**DIRECTIONS**
Arrange the records as a numbered list, starting at the beginning of the records and ending at the line that contains "[[331, 64]]", with any blank lines omitted.

--- start of MATERIAL ---

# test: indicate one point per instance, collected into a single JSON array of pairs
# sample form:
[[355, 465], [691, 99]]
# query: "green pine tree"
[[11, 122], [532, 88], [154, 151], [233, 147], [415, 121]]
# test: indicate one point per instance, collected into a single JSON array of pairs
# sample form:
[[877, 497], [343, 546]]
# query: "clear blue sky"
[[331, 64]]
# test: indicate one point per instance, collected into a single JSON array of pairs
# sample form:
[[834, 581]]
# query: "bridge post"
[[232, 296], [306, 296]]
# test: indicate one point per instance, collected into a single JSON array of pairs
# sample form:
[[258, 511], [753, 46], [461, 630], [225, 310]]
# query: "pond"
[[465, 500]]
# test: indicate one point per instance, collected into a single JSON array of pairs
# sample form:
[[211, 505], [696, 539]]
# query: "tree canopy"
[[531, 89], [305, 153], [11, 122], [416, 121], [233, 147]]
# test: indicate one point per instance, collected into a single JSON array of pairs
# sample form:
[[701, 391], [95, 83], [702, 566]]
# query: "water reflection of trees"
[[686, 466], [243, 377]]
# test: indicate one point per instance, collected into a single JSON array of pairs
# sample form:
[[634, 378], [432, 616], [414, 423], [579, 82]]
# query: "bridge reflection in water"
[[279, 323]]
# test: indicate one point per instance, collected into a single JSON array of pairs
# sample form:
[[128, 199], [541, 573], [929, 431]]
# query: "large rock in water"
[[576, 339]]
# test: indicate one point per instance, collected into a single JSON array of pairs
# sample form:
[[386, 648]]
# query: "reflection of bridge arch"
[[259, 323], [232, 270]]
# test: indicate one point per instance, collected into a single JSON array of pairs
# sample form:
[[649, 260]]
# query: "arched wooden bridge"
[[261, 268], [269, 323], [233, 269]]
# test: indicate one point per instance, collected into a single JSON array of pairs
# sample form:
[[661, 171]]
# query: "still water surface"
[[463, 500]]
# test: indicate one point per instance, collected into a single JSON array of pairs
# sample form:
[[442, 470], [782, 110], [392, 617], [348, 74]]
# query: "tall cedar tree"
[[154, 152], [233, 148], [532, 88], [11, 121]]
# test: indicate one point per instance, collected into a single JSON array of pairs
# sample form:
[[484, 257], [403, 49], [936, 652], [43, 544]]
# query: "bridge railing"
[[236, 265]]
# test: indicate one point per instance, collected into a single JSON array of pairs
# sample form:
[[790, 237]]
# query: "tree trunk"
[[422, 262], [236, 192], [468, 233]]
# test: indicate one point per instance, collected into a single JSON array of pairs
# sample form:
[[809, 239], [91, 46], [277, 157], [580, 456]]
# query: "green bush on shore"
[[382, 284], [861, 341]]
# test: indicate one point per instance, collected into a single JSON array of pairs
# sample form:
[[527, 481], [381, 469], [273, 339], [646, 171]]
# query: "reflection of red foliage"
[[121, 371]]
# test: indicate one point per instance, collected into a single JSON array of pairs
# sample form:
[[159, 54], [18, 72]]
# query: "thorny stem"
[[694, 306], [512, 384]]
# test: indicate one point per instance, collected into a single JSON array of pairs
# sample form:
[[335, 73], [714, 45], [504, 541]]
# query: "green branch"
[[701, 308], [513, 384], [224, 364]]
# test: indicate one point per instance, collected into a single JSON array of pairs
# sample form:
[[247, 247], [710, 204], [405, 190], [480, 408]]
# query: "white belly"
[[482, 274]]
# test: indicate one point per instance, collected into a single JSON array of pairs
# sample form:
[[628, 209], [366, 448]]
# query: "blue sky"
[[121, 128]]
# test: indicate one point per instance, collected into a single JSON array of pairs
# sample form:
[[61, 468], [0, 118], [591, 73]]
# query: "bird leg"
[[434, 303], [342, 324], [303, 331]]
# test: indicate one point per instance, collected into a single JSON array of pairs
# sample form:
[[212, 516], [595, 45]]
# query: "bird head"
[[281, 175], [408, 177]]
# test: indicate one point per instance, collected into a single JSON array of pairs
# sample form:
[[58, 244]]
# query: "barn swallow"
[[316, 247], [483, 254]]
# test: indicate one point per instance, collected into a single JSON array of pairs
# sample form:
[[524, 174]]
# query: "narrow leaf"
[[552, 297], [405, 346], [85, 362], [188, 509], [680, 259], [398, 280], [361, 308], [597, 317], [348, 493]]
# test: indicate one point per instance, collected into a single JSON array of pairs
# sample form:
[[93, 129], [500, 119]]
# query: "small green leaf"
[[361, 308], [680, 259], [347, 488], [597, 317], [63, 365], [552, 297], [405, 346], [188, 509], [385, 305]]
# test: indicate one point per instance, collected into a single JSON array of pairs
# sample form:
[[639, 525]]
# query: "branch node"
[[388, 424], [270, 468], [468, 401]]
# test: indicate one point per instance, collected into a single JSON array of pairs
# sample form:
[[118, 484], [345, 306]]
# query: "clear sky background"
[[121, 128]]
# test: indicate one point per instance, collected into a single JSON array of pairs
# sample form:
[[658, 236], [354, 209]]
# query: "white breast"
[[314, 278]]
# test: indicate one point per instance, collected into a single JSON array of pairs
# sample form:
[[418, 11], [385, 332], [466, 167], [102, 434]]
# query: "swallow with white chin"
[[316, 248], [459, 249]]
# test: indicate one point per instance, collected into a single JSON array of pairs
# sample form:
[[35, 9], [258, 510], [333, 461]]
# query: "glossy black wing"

--- end of MATERIAL ---

**TASK RESPONSE**
1. # test: indicate one point per instance, collected into a single JSON array of pairs
2. # sample form:
3. [[355, 465], [691, 99]]
4. # query: "green pine tree"
5. [[11, 122], [532, 88], [154, 151], [233, 147], [415, 121]]
6. # test: indicate one point per instance, collected into a single JSON array of pairs
7. # sample form:
8. [[877, 497], [343, 546]]
9. # query: "clear blue sky"
10. [[331, 64]]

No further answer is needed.